**What you will do**
Reproduce the records below word for word, leaving out the pictures.

**Data shown**
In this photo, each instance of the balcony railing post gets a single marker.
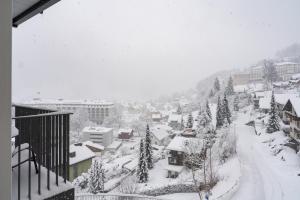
(29, 121)
(56, 148)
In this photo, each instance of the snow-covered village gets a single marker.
(160, 100)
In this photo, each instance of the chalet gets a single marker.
(80, 160)
(160, 135)
(176, 150)
(156, 116)
(175, 121)
(292, 117)
(125, 134)
(94, 147)
(189, 132)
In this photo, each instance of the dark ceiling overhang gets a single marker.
(25, 9)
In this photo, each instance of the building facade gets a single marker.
(98, 135)
(97, 110)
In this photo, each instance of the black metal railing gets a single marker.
(46, 134)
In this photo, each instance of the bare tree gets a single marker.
(194, 159)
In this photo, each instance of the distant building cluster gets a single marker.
(285, 71)
(97, 110)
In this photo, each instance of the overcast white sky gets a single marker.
(139, 49)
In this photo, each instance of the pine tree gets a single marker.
(96, 179)
(236, 103)
(190, 121)
(229, 88)
(219, 115)
(182, 124)
(226, 110)
(217, 84)
(211, 93)
(208, 110)
(148, 148)
(142, 172)
(273, 123)
(179, 110)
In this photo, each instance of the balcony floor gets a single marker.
(45, 193)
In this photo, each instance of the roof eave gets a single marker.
(35, 9)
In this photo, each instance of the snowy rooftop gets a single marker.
(296, 105)
(96, 129)
(285, 63)
(174, 168)
(114, 145)
(81, 153)
(156, 116)
(265, 102)
(160, 134)
(296, 76)
(179, 143)
(68, 101)
(174, 118)
(94, 145)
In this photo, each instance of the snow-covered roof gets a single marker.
(81, 153)
(96, 129)
(68, 102)
(174, 118)
(285, 63)
(114, 145)
(156, 115)
(125, 130)
(94, 145)
(296, 76)
(263, 94)
(179, 143)
(159, 134)
(265, 102)
(240, 88)
(281, 83)
(296, 105)
(174, 168)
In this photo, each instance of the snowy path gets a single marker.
(263, 177)
(258, 181)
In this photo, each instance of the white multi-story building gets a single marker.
(99, 135)
(97, 110)
(286, 70)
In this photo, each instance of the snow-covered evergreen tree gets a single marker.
(142, 172)
(217, 84)
(208, 112)
(211, 93)
(96, 178)
(219, 115)
(273, 123)
(148, 148)
(190, 121)
(236, 103)
(226, 110)
(229, 88)
(181, 124)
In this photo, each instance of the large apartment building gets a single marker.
(97, 110)
(285, 71)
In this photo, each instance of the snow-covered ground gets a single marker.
(264, 176)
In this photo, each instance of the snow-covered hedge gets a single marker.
(170, 189)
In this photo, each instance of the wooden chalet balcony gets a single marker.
(40, 156)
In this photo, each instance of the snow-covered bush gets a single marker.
(81, 181)
(129, 185)
(227, 144)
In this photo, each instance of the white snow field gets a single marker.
(264, 176)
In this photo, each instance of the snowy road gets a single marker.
(258, 181)
(263, 176)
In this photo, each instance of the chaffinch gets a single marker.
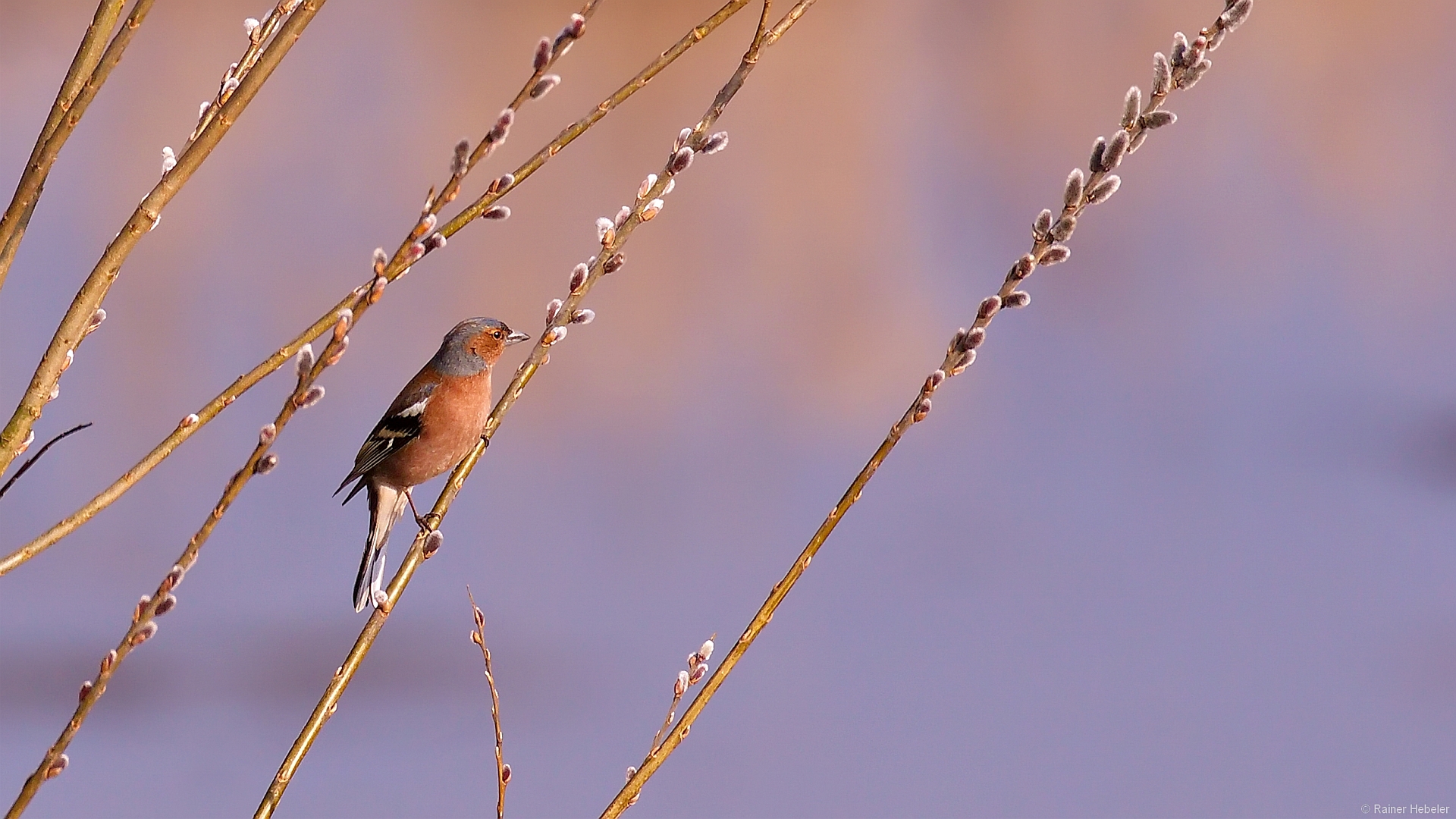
(433, 423)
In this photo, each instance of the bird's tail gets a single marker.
(384, 506)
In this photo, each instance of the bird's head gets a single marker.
(473, 346)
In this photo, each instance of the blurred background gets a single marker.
(1178, 544)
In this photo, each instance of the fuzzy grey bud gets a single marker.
(967, 359)
(1098, 152)
(1041, 226)
(1062, 231)
(1104, 190)
(1022, 268)
(957, 341)
(680, 161)
(460, 158)
(544, 85)
(974, 338)
(1163, 74)
(1196, 50)
(1131, 105)
(503, 127)
(989, 306)
(309, 398)
(1056, 254)
(1194, 74)
(1116, 150)
(1178, 55)
(337, 352)
(1234, 18)
(647, 186)
(1072, 194)
(715, 143)
(303, 363)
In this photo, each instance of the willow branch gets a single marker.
(1181, 71)
(143, 621)
(503, 771)
(88, 300)
(88, 69)
(647, 206)
(485, 206)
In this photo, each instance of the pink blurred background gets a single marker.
(1178, 544)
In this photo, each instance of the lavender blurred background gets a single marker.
(1180, 544)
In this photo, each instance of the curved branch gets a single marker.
(85, 72)
(607, 260)
(1181, 72)
(83, 306)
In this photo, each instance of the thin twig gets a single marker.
(143, 620)
(36, 457)
(145, 218)
(1181, 71)
(555, 330)
(395, 268)
(503, 771)
(33, 180)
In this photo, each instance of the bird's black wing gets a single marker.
(398, 428)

**Problem solution**
In this photo, each instance of the balcony railing post gets a single marker.
(29, 121)
(56, 148)
In this photo, each instance of the snow-covered village gets a single marker.
(160, 100)
In this photo, each instance of the chalet gets a single marker.
(80, 160)
(160, 135)
(176, 150)
(156, 116)
(175, 121)
(292, 117)
(125, 134)
(94, 147)
(189, 132)
In this photo, each instance of the dark ceiling overhang gets a single marker.
(25, 9)
In this photo, each instance of the building facade gets a single marker.
(98, 135)
(97, 110)
In this photo, each instance of the black metal railing gets a single marker.
(46, 134)
In this photo, each instance of the bare tree gets a single marker.
(194, 159)
In this photo, each instance of the distant building cluster gets a single marker.
(285, 71)
(97, 110)
In this photo, each instance of the overcast white sky gets a single marker.
(139, 49)
In this photo, each instance of the pine tree gets a single marker.
(96, 179)
(236, 103)
(190, 121)
(229, 88)
(219, 115)
(182, 124)
(226, 110)
(217, 84)
(211, 93)
(208, 110)
(148, 148)
(142, 172)
(273, 123)
(179, 110)
In this photo, each instance of the balcony floor gets a single marker.
(45, 193)
In this photo, each instance of the roof eave gets a single marker.
(35, 9)
In this photo, each instance of the snowy rooftop gets a single marker.
(296, 105)
(96, 129)
(285, 63)
(174, 168)
(114, 145)
(81, 153)
(156, 116)
(265, 102)
(160, 134)
(296, 76)
(179, 143)
(68, 101)
(174, 118)
(94, 145)
In this photo, each instance of the snow-covered roof gets a single marker.
(81, 153)
(96, 129)
(68, 102)
(174, 118)
(285, 63)
(114, 145)
(156, 115)
(125, 130)
(94, 145)
(296, 76)
(263, 94)
(179, 143)
(159, 134)
(265, 102)
(240, 88)
(281, 83)
(296, 105)
(174, 168)
In this photo, each instance of the snowy path gets a single marker.
(263, 177)
(258, 181)
In this photo, each instance of the white multi-story building gets a single marker.
(99, 135)
(97, 110)
(286, 70)
In this photo, each instance of the snow-covered evergreen tree gets a single marker.
(142, 172)
(217, 84)
(208, 112)
(211, 93)
(96, 178)
(219, 115)
(273, 123)
(148, 148)
(190, 121)
(236, 103)
(226, 110)
(229, 88)
(181, 124)
In this photo, each instance of the large apartment building gets a single marker.
(97, 110)
(285, 71)
In this photo, each instance of the snow-covered ground gets a single marker.
(264, 176)
In this photo, each instance of the snow-covered hedge gets a single marker.
(170, 189)
In this photo, each instance of the wooden chalet balcony gets a single marker.
(40, 156)
In this photo, each instance of the snow-covered bush gets a single marker.
(81, 181)
(129, 185)
(227, 144)
In this photo, each instance of the white snow field gets a single marker.
(264, 176)
In this photo, each instance of the snowy road gets a single marker.
(258, 181)
(263, 176)
In this photo, each instance of the chaffinch gets a single marker.
(433, 423)
In this photo, each instance of the bird's tail gets a single marker.
(384, 506)
In this photo, each instance of the bird's head gets a single marker.
(473, 346)
In this photo, each instance of the blurred background gets a single marker.
(1178, 544)
In this photo, each instance of the fuzzy grey bud gets a single marker.
(967, 359)
(1098, 152)
(1041, 226)
(1062, 231)
(1104, 190)
(1022, 268)
(957, 341)
(680, 161)
(460, 158)
(544, 85)
(974, 338)
(1163, 74)
(1196, 50)
(1131, 105)
(503, 127)
(989, 306)
(309, 398)
(1056, 254)
(1194, 74)
(1116, 150)
(1178, 55)
(337, 352)
(1234, 18)
(647, 186)
(1072, 194)
(715, 143)
(303, 363)
In this photo, each instance of the willow branch gets a single marker.
(1181, 71)
(143, 621)
(503, 771)
(88, 300)
(88, 69)
(647, 206)
(485, 206)
In this photo, each instance of the pink blurred background gets a single marker.
(1178, 544)
In this photo, each instance of the lavender blurred background gets a single marker.
(1180, 544)
In this photo, each instance of the curved branch gets a single marker.
(85, 72)
(607, 260)
(1181, 72)
(83, 306)
In this photo, each instance of the thin twig gets a single marker.
(143, 620)
(36, 457)
(145, 218)
(1181, 71)
(555, 330)
(395, 268)
(503, 771)
(33, 180)
In this photo, each instance of the bird's black wing gets a single marker.
(398, 428)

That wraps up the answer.